> **Task objective**
Copy out the contour integral question below word for word, in full.

> **Supplied passage**

::::::

Given that $\frac{e^z}{z^k} = z^{-k} + z^{1-k} + \frac{z^{2-k}}{2!} + \frac{z^{3-k}}{3!} + ...$ converges uniformly on any set $\{z \in C: r \leq |z| \leq Z\}$ (where $0 < r < R$), show that for $k> 0$, $\int_{|z|=1} \frac{e^z}{z^k} dz = \frac{2\pi i}{(k-1)!}$.
What I've done thus far:
$\int_{|z|=1} \frac{e^z}{z^k} dz = \int_{\gamma} (z^{-k} + z^{1-k} + \frac{z^{2-k}}{2!} + \frac{z^{3-k}}{3!} + ...)dz = \sum_{n=1}^{\infty} \frac{1}{(n-1)!} \cdot \int_{\gamma} z^{(n-1)-k}$. At this point I substitute $z = re^{i\theta}, dz = ire^{i\theta} d\theta$. We have $\sum_{k=1}^{\infty} \frac{1}{(n-1)!} \cdot \int_0^{2\pi} (re^{i\theta})^{(n-1)-k}\cdot ire^{i\theta} d\theta = \sum \frac{1}{(n-1)!} \cdot ir^{n-k} \cdot \int e^{i\theta (n-k)} d\theta$. I'm stuck with what to do here and moreover I feel like the answer is heading in the wrong direction. Tips would be appreciated.

::::::

Position identification data
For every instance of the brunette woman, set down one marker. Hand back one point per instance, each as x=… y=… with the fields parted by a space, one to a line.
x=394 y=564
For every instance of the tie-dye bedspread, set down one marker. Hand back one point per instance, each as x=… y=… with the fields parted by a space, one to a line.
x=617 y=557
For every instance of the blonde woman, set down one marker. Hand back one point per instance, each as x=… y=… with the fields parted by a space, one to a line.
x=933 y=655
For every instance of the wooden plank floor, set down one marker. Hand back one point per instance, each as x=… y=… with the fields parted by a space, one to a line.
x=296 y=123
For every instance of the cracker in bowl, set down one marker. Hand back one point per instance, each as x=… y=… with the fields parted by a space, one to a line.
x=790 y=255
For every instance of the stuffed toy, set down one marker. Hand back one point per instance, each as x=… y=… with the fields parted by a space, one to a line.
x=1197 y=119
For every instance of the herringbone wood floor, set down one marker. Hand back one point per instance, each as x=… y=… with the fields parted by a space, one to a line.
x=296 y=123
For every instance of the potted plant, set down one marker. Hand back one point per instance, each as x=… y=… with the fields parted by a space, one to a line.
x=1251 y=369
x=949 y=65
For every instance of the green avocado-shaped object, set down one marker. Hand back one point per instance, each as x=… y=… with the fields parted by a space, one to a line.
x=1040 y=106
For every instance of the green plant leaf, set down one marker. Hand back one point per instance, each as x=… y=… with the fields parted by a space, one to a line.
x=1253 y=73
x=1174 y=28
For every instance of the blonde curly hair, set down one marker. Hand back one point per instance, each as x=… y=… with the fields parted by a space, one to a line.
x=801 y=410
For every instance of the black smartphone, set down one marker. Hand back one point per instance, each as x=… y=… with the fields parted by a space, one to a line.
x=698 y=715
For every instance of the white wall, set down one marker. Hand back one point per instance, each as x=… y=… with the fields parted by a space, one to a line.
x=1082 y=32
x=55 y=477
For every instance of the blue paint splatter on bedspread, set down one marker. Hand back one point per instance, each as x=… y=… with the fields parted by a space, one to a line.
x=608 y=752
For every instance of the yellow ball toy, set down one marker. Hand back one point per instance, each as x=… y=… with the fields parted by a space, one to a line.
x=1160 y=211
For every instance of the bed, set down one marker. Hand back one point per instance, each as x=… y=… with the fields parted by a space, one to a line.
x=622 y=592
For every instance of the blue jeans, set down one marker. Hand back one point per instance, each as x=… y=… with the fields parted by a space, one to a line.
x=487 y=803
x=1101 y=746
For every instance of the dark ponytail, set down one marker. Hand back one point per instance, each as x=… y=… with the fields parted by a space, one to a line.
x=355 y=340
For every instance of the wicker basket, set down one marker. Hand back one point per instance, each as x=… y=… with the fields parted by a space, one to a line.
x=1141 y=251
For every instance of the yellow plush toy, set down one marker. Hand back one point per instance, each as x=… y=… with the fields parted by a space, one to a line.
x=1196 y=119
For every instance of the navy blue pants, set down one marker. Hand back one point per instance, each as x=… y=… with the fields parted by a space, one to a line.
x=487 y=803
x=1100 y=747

::::::

> **Answer**
Given that $\frac{e^z}{z^k} = z^{-k} + z^{1-k} + \frac{z^{2-k}}{2!} + \frac{z^{3-k}}{3!} + ...$ converges uniformly on any set $\{z \in C: r \leq |z| \leq Z\}$ (where $0 < r < R$), show that for $k> 0$, $\int_{|z|=1} \frac{e^z}{z^k} dz = \frac{2\pi i}{(k-1)!}$.
What I've done thus far:
$\int_{|z|=1} \frac{e^z}{z^k} dz = \int_{\gamma} (z^{-k} + z^{1-k} + \frac{z^{2-k}}{2!} + \frac{z^{3-k}}{3!} + ...)dz = \sum_{n=1}^{\infty} \frac{1}{(n-1)!} \cdot \int_{\gamma} z^{(n-1)-k}$. At this point I substitute $z = re^{i\theta}, dz = ire^{i\theta} d\theta$. We have $\sum_{k=1}^{\infty} \frac{1}{(n-1)!} \cdot \int_0^{2\pi} (re^{i\theta})^{(n-1)-k}\cdot ire^{i\theta} d\theta = \sum \frac{1}{(n-1)!} \cdot ir^{n-k} \cdot \int e^{i\theta (n-k)} d\theta$. I'm stuck with what to do here and moreover I feel like the answer is heading in the wrong direction. Tips would be appreciated.